= Consigne de l’exercice =
Reproduisez mot pour mot le passage de l’extrait sur le Forum Russie-Libertés qui va de « La première table » jusqu’à « du Comité Anti-guerre. ».

= Extrait fourni =
· · ·
Du 19 au 21 octobre s’est tenu le Forum Russie-Libertés, rendez-vous parisien annuel consacré à l’opposition et à la société civile russes, ainsi qu’à la résistance contre la guerre en Ukraine et les répressions en Russie.
Cet événement marquant a réuni 30 intervenants et 250 participants autour de 5 tables rondes. En parallèle des sessions publiques, des ateliers de travail ont été organisés pour des militants venus du monde entier. Du Canada à la Russie, ils étaient près de 40 représentants des mouvements anti-guerre et pro-démocratie russes de notre vaste coalition internationale. Les ateliers ont permis de construire un plan d’actions pour l’année à venir et d’échanger des pratiques.
Photo par Nikita Mouraviev
Le Forum a été ouvert par Natalia Pouzyreff, députée de l’Assemblée nationale française et présidente du comité France-Russie.
Photo par Nikita Mouraviev
“Nous voulons continuer à œuvrer pour les droits humains et pour les activistes en Russie. Nous gardons espoir qu’un jour la Russie soit libre, et je vous souhaite beaucoup de succès”, Natalia Pouzyreff.
La première table ronde a porté sur l’état de l’opposition et de la société civile russe après plus de deux ans et demi de guerre.
Photo par Nikita Mouraviev
“L’opposition et la société civile sont interdites par la dictature fasciste en Russie. La priorité est d’organiser la résistance à Poutine. Cette résistance possède de bons leaders, mais il est crucial de renforcer l’aspect régional et d’adopter une approche systémique”, a déclaré Maxime Reznik, membre du Comité Anti-guerre.
Photos par Nikita Mouraviev
Tous les intervenants ont souligné l’ampleur des répressions en Russie, qui se sont intensifiées avant même la guerre d’invasion en Ukraine , et ont appelé la communauté internationale à agir pour libérer les prisonniers politique
Photos par Denis Galitsyn
Dimitri Nizovtsev a insisté sur l’importance des médias en exil, comme la chaîne YouTube Politique Populaire, qui continuent d’influencer l’opinion publique en Russie.
· · ·
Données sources
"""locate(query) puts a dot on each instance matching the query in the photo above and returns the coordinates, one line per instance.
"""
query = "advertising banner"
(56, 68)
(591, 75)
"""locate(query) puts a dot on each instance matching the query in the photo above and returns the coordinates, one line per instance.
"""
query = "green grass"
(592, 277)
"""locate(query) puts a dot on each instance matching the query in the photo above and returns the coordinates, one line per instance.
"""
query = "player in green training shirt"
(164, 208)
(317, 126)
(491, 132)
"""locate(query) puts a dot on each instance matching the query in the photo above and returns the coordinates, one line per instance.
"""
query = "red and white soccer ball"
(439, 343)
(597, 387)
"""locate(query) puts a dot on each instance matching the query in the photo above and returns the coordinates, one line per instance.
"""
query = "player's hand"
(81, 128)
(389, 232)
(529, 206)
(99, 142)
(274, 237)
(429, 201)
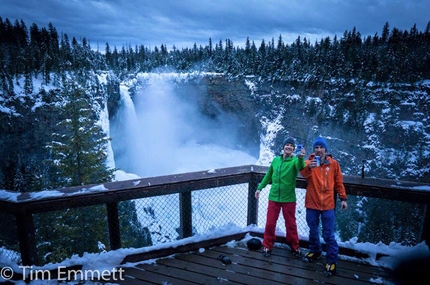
· · ·
= Résultat obtenu =
La première table ronde a porté sur l’état de l’opposition et de la société civile russe après plus de deux ans et demi de guerre.
Photo par Nikita Mouraviev
“L’opposition et la société civile sont interdites par la dictature fasciste en Russie. La priorité est d’organiser la résistance à Poutine. Cette résistance possède de bons leaders, mais il est crucial de renforcer l’aspect régional et d’adopter une approche systémique”, a déclaré Maxime Reznik, membre du Comité Anti-guerre.